_Input for this task_:
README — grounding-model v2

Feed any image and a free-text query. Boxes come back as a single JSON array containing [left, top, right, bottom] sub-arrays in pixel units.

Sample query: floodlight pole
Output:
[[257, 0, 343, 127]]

_Direction_: Please rescale the data above by copying every line unchanged except for the box coordinates in the answers. Multiply each of those coordinates by 0.5 and round it to a whole number, with halves rounding up.

_Task solution_:
README — grounding-model v2

Feed any image and a free-text query. Boxes come back as a single JSON array containing [left, top, right, bottom] sub-arrays in pixel units.

Sample query: floodlight pole
Output:
[[129, 0, 172, 64]]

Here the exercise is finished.